> [WHAT IS EXPECTED] Rewrite all of the records below, swapping "pointer" for "locator" everywhere it appears and leaving everything else untouched.

Records from a collection:

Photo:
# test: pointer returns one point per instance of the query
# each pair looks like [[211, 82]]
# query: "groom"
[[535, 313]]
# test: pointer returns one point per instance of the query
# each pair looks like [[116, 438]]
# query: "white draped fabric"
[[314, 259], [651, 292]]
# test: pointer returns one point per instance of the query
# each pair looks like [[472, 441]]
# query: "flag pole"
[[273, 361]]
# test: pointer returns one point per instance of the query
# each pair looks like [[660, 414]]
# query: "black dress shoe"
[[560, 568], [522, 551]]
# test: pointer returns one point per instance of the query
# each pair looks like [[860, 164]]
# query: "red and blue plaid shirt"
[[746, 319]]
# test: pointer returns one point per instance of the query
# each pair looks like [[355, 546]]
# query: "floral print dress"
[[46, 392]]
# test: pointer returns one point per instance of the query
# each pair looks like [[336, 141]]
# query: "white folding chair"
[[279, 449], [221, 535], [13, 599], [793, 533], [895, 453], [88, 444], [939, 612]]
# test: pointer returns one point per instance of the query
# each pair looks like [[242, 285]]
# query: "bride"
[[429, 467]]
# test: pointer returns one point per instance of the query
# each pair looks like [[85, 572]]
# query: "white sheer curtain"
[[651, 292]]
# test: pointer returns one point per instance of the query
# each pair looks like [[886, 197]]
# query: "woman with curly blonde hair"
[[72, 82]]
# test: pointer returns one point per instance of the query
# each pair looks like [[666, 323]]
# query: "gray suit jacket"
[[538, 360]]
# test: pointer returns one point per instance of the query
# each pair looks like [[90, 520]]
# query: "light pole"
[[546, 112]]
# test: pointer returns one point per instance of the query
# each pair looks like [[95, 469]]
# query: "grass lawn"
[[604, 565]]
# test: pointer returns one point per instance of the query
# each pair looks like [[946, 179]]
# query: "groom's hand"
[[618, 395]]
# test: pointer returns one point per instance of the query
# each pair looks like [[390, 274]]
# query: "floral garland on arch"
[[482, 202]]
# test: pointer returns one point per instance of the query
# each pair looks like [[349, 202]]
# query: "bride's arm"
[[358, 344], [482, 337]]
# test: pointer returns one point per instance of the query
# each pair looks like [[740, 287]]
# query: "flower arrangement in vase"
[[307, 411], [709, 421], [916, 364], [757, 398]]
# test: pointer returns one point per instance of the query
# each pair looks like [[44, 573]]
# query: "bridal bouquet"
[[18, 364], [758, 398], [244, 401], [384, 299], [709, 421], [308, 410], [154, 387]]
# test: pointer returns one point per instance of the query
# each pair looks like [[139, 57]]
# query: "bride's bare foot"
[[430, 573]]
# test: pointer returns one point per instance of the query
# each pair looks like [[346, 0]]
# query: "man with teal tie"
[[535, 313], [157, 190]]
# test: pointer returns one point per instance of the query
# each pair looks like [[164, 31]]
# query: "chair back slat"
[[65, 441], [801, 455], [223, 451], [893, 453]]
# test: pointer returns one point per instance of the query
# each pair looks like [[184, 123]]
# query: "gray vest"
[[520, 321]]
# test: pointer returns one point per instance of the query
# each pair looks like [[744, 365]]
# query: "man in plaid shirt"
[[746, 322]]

> [RESPONSE TO THE EXERCISE]
Photo:
# test: locator returns one point per instance of the query
# each pair looks like [[211, 82]]
# query: "groom"
[[535, 313]]
# test: locator returns one point per instance of the query
# each pair looks like [[116, 438]]
# query: "white draped fabric"
[[314, 259], [651, 292]]
# test: locator returns one point per instance of the query
# each pair looks like [[472, 441]]
# query: "flag pole"
[[273, 361]]
# test: locator returns one point per instance of the query
# each pair looks like [[660, 414]]
# query: "black dress shoe"
[[560, 568], [522, 551]]
# test: locator returns one point per instance of the query
# each pair looks like [[860, 164]]
# query: "red and blue plaid shirt"
[[746, 319]]
# test: locator returns one point per instance of the query
# each pair looks like [[355, 546]]
# query: "floral print dress"
[[46, 392]]
# test: locator returns one point per instance of the query
# each pair looks like [[336, 141]]
# query: "white folding chair"
[[279, 449], [221, 535], [13, 599], [793, 533], [895, 453], [88, 444], [939, 612]]
# test: locator returns one point per instance of the query
# each pair looks like [[242, 285]]
# query: "bride"
[[429, 467]]
# test: locator returns one point per instance of the query
# each pair looks like [[85, 572]]
# query: "white sheer curtain"
[[651, 292]]
# test: locator returns one point per instance of the query
# each pair looks like [[886, 197]]
# query: "woman with curly blonde hair"
[[72, 82]]
# test: locator returns one point per instance of the query
# each pair looks like [[666, 323]]
# query: "gray suit jacket"
[[538, 360]]
# test: locator returns one point per instance of the query
# each pair looks like [[90, 520]]
# query: "light pole"
[[546, 112]]
# test: locator returns one point per instance of the query
# each pair looks like [[95, 469]]
# query: "grass lawn"
[[604, 565]]
# test: locator returns one point per instance of the query
# each pair looks like [[946, 179]]
# query: "groom's hand"
[[618, 395]]
# test: locator returns one point per instance of the query
# each pair looks like [[390, 274]]
# query: "floral garland on arch"
[[482, 202]]
# test: locator returns one point per instance of the query
# each pair looks like [[349, 202]]
# query: "bride's arm"
[[358, 344], [482, 337]]
# test: locator returns one point per instance of the query
# each pair looks like [[740, 287]]
# query: "flower arrangement in vase"
[[307, 411], [709, 421], [916, 364], [757, 398]]
# test: locator returns one point per instance of the query
# each pair looks like [[44, 573]]
# query: "bridal bouquet"
[[18, 364], [758, 398], [244, 401], [384, 299], [709, 421], [308, 410], [154, 387]]
# test: locator returns one point per instance of the query
# each pair looks like [[139, 57]]
# query: "bride's bare foot"
[[430, 573]]
# test: locator returns one point per instance of the query
# each pair looks like [[346, 0]]
# query: "man with teal tie"
[[535, 313], [157, 190]]
# test: locator returns one point per instance of the query
# each pair looks like [[164, 31]]
# query: "chair back slat"
[[65, 441], [801, 455], [223, 451], [893, 453]]
# test: locator returns one point per instance of the query
# each pair looks like [[184, 123]]
# query: "gray vest"
[[520, 321]]
# test: locator returns one point per instance of the query
# each pair looks like [[744, 365]]
# query: "man in plaid shirt"
[[746, 322]]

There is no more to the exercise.